Exact copies are required of the lines from the line containing "Target: concrete block" through the final line of the listing, both included, and of no other lines.
— START OF AVAILABLE RECORDS —
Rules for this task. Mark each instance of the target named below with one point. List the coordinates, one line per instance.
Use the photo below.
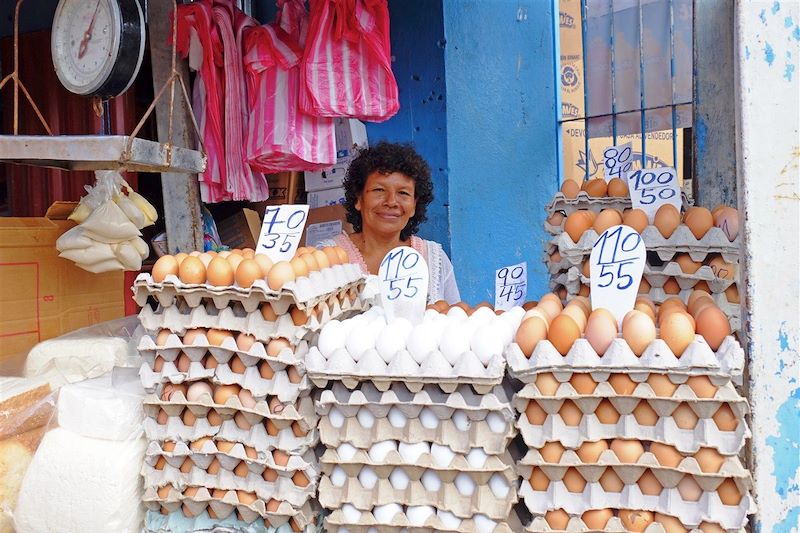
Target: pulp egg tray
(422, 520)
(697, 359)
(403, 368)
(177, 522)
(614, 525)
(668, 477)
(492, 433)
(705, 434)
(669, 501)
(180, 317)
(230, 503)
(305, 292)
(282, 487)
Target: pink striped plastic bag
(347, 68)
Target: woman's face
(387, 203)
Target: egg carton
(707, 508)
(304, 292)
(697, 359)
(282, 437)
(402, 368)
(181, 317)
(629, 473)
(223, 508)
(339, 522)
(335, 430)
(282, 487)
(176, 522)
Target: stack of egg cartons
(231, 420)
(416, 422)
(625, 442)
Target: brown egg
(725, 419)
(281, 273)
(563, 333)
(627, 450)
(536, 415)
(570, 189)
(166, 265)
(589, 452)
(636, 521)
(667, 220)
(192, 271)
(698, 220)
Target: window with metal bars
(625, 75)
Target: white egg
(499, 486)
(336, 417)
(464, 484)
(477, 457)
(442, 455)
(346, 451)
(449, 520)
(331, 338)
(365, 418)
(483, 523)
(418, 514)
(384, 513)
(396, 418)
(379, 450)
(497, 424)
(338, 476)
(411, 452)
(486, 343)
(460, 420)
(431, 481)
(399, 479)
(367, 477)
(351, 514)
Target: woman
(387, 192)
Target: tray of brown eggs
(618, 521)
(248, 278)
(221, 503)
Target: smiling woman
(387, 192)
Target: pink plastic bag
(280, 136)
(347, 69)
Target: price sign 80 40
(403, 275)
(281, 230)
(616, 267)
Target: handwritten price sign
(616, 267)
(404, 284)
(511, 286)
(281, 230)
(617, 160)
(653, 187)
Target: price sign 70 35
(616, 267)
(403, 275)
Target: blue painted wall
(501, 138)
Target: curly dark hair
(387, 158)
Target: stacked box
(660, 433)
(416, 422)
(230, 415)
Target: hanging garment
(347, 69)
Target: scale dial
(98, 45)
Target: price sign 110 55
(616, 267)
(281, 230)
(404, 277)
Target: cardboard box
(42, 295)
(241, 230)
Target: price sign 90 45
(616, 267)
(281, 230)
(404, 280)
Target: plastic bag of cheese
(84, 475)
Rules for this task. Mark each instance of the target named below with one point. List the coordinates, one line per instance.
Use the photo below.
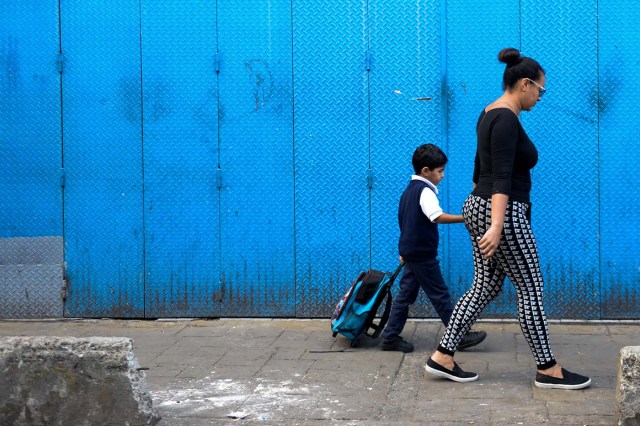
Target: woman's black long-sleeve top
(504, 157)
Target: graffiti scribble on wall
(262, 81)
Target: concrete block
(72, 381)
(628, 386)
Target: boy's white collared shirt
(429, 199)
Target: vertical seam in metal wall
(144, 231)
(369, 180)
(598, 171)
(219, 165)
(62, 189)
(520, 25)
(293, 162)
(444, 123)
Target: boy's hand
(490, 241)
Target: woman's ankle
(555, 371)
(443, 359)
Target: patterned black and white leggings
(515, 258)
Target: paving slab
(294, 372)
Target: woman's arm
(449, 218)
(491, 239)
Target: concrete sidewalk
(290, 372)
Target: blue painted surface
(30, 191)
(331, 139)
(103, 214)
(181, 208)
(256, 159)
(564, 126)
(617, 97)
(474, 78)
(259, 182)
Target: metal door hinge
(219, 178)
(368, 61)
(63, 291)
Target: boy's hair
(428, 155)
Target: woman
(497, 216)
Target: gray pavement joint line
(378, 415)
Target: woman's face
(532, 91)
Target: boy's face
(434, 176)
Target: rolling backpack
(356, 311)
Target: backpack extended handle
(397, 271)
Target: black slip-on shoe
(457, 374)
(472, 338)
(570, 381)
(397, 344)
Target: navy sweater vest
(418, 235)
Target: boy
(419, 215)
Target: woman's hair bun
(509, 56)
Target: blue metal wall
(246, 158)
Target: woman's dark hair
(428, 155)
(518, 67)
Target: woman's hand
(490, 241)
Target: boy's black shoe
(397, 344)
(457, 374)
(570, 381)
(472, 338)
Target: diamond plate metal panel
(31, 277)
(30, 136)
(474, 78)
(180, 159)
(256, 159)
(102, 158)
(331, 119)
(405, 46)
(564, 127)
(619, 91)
— END OF AVAILABLE RECORDS —
» WRITTEN RESPONSE
Target: concrete block
(72, 381)
(628, 386)
Target: boy's white collared shirt
(429, 199)
Target: vertical seam in metal wall
(144, 231)
(369, 180)
(598, 171)
(219, 165)
(62, 189)
(520, 25)
(293, 162)
(444, 123)
Target: boy's hand
(490, 241)
Target: woman's ankle
(555, 371)
(443, 359)
Target: patterned black and white leggings
(515, 258)
Target: paving slab
(294, 372)
Target: woman's arm
(449, 218)
(491, 239)
Target: concrete sidewalk
(290, 372)
Target: blue painted surface
(30, 191)
(331, 139)
(103, 214)
(181, 208)
(256, 159)
(564, 126)
(617, 97)
(474, 78)
(259, 182)
Target: metal door hinge
(219, 178)
(368, 61)
(63, 291)
Target: boy's hair
(428, 155)
Target: woman
(497, 216)
Target: gray pavement joint line
(378, 415)
Target: woman's face
(532, 91)
Target: boy's face
(434, 176)
Target: rolling backpack
(356, 311)
Target: backpack extended handle
(397, 271)
Target: black slip-on shoe
(457, 374)
(472, 338)
(570, 381)
(397, 344)
Target: navy sweater vest
(418, 235)
Target: boy
(419, 215)
Target: woman's hair bun
(509, 56)
Target: blue metal wall
(246, 158)
Target: woman's dark hair
(428, 155)
(518, 67)
Target: woman's hand
(490, 241)
Target: boy's black shoe
(397, 344)
(457, 374)
(570, 381)
(472, 338)
Target: diamond plate metal panel
(31, 277)
(30, 136)
(474, 78)
(180, 159)
(256, 159)
(102, 158)
(331, 119)
(405, 46)
(564, 127)
(619, 91)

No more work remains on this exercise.